*Required action:* Pictures in the listing should not be copied. Reproduce, word for word, each line from the one holding "Where can the dune" through the final line.

>>>>>

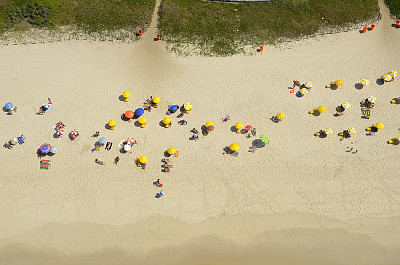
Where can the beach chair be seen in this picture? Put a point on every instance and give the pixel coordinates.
(44, 164)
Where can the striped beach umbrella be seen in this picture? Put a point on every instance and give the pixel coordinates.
(387, 77)
(74, 132)
(346, 105)
(352, 131)
(264, 139)
(303, 91)
(45, 148)
(328, 131)
(130, 141)
(372, 99)
(60, 132)
(365, 82)
(187, 106)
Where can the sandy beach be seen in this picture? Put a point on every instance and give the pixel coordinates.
(299, 200)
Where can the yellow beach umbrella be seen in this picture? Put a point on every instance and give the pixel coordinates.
(209, 123)
(234, 147)
(346, 105)
(280, 116)
(372, 99)
(380, 125)
(328, 131)
(171, 151)
(352, 131)
(143, 159)
(303, 91)
(142, 120)
(387, 77)
(365, 82)
(321, 109)
(339, 82)
(156, 100)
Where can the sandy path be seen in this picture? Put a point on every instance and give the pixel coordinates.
(297, 182)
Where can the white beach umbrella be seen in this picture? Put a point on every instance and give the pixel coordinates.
(365, 82)
(346, 105)
(328, 131)
(372, 99)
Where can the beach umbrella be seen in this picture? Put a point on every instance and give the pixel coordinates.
(46, 105)
(143, 159)
(45, 148)
(328, 131)
(187, 106)
(8, 105)
(129, 114)
(127, 148)
(53, 149)
(210, 128)
(156, 100)
(171, 151)
(60, 132)
(352, 131)
(167, 120)
(380, 125)
(387, 77)
(74, 132)
(142, 120)
(321, 109)
(139, 112)
(339, 82)
(365, 82)
(234, 147)
(280, 116)
(303, 91)
(372, 99)
(238, 126)
(264, 139)
(346, 105)
(209, 123)
(130, 141)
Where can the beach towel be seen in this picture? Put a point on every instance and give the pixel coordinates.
(44, 164)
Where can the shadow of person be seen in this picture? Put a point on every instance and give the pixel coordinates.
(358, 86)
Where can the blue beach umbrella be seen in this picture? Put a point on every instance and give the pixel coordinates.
(139, 112)
(8, 105)
(102, 140)
(45, 148)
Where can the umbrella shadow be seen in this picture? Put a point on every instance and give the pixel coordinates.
(380, 81)
(358, 86)
(121, 98)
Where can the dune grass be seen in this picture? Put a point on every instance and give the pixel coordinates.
(222, 28)
(394, 7)
(88, 15)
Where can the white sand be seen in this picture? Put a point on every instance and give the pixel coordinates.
(296, 182)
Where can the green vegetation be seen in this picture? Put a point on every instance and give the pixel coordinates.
(88, 15)
(222, 28)
(394, 7)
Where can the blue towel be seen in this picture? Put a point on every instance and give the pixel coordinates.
(20, 140)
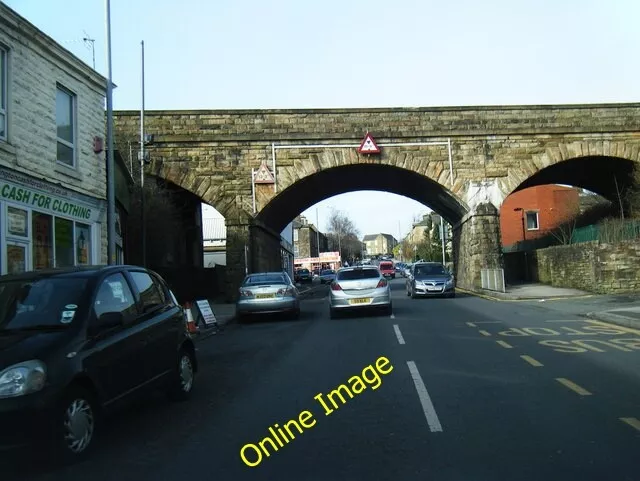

<<<<<

*Answer to the problem:*
Where can the dune grass be seen in this picture? Put a point on every instance and give the pixel coordinates.
(222, 28)
(394, 7)
(88, 15)
Where can the white sand be seen in this picture? Put a point on every instance and give the pixel coordinates.
(296, 182)
Where can the green vegetation be seen in this picture? Put a point on every instance and give the pixel coordinates.
(88, 15)
(222, 28)
(394, 7)
Where can the blue towel be seen in this picture? Put a point on every instance and give the pixel coordinates.
(20, 140)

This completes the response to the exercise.